== Objective ==
Look for "Where can the blue sky" in the listing below, then copy exactly the line it appears in and all lines after it to the end, and nothing more.

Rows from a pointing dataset
■ ■ ■ ■ ■ ■ ■
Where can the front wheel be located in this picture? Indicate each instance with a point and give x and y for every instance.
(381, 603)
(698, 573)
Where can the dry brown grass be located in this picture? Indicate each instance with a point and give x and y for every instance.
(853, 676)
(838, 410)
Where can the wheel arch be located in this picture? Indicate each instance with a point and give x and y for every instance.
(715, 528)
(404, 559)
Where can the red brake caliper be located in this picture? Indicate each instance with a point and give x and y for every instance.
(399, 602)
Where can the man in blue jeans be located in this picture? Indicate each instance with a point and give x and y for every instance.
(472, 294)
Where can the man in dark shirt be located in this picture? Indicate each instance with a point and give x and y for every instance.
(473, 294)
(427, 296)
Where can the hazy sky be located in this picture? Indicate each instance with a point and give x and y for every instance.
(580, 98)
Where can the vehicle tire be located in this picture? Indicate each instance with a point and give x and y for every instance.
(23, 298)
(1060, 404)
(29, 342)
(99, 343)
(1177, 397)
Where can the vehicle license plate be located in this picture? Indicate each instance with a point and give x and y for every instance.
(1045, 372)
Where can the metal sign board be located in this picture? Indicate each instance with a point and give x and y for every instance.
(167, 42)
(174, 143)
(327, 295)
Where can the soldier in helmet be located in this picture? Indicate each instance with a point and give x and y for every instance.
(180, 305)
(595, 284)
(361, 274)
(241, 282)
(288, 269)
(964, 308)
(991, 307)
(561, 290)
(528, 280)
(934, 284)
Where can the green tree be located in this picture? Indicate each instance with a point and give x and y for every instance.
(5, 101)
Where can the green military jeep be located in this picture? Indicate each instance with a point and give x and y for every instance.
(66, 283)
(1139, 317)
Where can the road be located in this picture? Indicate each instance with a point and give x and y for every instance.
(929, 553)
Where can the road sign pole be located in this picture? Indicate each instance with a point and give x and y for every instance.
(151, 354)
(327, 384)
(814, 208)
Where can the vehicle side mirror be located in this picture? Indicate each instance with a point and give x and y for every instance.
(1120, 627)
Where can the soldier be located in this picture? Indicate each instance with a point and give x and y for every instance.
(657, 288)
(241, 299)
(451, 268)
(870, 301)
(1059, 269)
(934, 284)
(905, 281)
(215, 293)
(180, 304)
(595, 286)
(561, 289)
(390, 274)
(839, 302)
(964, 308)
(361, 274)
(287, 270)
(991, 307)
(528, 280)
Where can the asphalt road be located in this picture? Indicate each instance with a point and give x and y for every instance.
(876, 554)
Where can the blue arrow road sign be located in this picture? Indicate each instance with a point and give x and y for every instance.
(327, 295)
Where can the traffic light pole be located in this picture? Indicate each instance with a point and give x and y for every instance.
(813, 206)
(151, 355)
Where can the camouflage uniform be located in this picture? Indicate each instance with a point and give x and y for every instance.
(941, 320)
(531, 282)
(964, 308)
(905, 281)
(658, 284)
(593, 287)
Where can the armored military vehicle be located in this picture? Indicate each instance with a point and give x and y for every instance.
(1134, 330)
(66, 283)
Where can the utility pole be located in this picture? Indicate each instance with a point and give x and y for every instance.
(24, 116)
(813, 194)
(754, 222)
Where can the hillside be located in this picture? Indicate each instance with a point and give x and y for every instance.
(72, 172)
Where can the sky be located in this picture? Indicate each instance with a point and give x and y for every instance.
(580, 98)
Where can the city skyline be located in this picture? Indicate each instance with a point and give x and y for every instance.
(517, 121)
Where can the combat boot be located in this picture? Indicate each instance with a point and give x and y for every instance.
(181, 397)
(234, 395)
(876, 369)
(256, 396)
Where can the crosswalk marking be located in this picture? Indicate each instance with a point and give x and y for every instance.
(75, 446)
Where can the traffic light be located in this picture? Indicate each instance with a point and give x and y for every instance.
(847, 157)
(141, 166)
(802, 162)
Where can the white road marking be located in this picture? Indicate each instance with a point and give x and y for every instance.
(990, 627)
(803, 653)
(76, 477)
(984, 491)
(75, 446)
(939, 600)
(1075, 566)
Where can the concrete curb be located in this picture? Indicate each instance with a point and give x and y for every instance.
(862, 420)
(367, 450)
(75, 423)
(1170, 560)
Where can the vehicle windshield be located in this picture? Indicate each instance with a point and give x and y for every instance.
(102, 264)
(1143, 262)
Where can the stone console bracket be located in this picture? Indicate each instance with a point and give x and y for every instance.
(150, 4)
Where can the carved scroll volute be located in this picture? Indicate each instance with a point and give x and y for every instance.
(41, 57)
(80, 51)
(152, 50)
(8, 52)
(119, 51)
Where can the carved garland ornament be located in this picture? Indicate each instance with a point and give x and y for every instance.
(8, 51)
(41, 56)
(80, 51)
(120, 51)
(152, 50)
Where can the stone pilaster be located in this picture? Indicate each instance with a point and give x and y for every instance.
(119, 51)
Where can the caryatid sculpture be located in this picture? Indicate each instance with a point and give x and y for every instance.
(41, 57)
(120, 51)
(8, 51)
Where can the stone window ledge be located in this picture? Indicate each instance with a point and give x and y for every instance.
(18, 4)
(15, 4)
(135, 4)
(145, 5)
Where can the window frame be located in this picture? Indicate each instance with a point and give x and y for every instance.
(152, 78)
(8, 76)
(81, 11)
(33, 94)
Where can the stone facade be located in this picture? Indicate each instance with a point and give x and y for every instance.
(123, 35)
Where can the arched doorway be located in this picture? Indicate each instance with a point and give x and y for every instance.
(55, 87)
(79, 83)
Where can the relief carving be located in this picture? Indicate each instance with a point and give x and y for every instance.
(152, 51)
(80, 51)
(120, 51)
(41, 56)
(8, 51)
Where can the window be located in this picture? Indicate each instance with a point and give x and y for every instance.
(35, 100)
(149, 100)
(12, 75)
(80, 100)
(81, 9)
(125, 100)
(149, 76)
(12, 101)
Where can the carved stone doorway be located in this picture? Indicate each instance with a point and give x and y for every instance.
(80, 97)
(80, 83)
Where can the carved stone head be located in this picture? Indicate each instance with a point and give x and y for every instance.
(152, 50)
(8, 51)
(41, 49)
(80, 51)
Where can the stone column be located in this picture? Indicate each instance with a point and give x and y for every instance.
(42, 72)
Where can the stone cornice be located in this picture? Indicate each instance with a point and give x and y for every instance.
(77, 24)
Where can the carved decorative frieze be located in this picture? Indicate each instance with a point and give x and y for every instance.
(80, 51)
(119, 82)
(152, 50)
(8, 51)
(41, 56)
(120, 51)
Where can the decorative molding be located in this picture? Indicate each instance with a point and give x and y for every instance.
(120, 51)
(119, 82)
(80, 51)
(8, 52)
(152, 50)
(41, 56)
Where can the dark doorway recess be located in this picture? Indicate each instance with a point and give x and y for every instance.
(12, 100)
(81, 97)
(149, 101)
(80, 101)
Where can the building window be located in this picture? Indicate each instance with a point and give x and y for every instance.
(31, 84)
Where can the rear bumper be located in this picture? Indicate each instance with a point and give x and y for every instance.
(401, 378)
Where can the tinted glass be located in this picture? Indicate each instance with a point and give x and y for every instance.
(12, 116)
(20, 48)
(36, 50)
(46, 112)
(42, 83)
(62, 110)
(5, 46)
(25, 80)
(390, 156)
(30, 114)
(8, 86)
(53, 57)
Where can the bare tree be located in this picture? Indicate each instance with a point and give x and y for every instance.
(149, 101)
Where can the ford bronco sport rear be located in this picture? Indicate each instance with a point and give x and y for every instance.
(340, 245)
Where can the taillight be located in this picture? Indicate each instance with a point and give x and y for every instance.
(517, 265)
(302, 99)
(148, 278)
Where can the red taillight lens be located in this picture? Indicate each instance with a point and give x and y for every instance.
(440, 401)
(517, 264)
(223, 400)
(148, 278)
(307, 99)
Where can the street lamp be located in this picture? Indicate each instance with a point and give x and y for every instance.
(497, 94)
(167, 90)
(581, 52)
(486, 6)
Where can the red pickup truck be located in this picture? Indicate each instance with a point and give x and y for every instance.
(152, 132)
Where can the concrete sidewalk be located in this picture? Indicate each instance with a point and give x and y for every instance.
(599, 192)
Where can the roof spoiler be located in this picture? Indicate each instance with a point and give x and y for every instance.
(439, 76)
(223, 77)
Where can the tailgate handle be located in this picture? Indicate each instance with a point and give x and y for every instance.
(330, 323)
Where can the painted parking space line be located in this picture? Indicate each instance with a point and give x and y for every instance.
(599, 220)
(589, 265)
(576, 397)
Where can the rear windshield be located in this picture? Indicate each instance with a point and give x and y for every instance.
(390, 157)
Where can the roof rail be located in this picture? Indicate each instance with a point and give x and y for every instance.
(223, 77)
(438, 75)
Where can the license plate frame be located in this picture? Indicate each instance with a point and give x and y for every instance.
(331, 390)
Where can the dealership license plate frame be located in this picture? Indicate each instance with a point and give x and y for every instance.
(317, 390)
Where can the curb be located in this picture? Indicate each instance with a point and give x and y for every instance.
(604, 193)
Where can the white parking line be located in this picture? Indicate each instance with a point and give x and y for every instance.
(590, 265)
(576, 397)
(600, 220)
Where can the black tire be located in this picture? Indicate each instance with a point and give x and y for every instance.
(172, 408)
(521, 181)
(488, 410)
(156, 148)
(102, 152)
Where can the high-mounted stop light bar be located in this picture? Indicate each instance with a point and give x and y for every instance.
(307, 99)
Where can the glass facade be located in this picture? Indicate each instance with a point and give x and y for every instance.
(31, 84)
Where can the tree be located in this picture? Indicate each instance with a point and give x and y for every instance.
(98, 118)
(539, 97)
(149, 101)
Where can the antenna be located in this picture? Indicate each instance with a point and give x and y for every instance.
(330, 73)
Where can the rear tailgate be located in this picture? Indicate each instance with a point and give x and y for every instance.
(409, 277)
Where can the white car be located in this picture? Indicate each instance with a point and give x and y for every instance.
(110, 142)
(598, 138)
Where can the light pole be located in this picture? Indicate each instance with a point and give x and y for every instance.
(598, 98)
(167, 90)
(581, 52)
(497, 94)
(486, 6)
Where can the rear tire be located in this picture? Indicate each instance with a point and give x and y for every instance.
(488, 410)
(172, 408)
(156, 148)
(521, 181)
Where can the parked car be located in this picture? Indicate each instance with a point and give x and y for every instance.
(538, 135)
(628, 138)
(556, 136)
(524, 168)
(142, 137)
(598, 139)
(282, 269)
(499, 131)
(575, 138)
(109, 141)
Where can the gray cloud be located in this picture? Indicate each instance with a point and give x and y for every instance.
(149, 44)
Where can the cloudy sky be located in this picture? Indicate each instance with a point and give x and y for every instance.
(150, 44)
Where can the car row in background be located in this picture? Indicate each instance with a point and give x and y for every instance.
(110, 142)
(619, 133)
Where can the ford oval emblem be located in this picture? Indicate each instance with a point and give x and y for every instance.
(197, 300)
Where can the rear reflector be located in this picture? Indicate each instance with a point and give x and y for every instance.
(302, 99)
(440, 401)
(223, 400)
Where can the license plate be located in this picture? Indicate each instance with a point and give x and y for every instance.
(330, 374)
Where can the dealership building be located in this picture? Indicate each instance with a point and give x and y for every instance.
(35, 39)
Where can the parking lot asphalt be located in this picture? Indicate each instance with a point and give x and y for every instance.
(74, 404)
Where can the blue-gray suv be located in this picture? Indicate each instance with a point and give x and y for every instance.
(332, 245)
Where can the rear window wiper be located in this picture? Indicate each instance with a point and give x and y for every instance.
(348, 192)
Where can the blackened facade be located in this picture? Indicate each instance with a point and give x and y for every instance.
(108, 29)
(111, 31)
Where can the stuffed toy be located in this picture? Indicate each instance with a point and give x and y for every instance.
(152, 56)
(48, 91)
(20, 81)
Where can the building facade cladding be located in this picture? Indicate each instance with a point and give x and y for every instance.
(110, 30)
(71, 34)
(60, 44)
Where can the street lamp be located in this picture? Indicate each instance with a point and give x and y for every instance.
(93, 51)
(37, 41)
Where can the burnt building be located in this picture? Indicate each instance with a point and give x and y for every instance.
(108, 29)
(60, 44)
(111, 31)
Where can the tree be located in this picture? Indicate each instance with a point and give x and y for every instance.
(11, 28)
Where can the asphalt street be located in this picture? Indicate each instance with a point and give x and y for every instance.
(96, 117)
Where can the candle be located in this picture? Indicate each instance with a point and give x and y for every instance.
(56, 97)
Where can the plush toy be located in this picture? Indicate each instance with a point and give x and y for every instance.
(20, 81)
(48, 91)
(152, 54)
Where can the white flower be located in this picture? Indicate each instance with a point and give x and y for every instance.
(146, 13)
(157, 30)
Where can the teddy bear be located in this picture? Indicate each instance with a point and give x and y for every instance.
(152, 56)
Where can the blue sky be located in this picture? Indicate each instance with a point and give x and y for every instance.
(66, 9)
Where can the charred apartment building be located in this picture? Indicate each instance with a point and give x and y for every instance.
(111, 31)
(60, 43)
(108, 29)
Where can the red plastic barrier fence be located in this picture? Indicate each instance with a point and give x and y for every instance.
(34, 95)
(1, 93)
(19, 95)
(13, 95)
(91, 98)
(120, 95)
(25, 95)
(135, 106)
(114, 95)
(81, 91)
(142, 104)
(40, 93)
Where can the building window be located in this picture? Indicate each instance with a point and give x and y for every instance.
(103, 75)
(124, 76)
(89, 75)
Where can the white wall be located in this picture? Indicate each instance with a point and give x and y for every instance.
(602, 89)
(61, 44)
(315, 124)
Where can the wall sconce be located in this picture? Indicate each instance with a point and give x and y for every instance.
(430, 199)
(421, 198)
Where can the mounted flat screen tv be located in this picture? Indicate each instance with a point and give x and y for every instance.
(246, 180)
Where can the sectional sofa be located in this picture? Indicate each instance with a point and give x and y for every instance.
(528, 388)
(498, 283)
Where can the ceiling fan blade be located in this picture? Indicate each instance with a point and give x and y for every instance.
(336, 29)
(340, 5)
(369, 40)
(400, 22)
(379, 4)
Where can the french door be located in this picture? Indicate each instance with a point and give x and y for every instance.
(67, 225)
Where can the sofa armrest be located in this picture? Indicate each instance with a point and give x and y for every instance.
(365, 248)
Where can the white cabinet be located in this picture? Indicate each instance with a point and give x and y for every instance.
■ ■ ■ ■ ■ ■ ■
== Reply to the exercise ==
Where can the blue sky be located in this picture? Indicate each instance with a point and give x and y for every instance.
(66, 9)
Where can the charred apartment building be located in this picture? Indicate each instance with a point and give x and y for every instance.
(111, 31)
(60, 43)
(108, 29)
Where can the red plastic barrier fence be located in this picture? Indicate each instance with a point and give x and y for every instance.
(34, 95)
(1, 93)
(19, 95)
(13, 95)
(91, 98)
(120, 95)
(25, 95)
(135, 106)
(114, 95)
(81, 91)
(142, 104)
(40, 93)
Where can the building window be located in this picture? Indicate each instance with a point and give x and y for every instance.
(103, 75)
(124, 76)
(89, 75)
Where can the white wall be located in this picture? Indicate each instance with a point and give x and y for every instance.
(602, 89)
(61, 44)
(315, 124)
Where can the wall sconce be located in this picture? Indicate each instance with a point and give x and y for every instance.
(430, 199)
(421, 198)
Where can the mounted flat screen tv be located in this picture? Indicate each instance with a point and give x and y for every instance.
(246, 180)
Where can the sectional sofa be located in this picture? Indicate each instance with a point and give x and y for every instance.
(528, 388)
(498, 283)
Where can the ceiling fan blade be located in this picture? Indicate each instance with a point and give x and y for every instance.
(336, 29)
(340, 5)
(369, 40)
(400, 22)
(379, 4)
Where can the french door be located in this picture? Indicate each instance with a point and give x and y for every instance.
(67, 225)
Where can the sofa armrest be located in this picture? Indicate each instance with a point and give x and y for every instance.
(365, 248)
Where can the white cabinet be located in this picture? Indicate each instance with a point and give x and y for every instance.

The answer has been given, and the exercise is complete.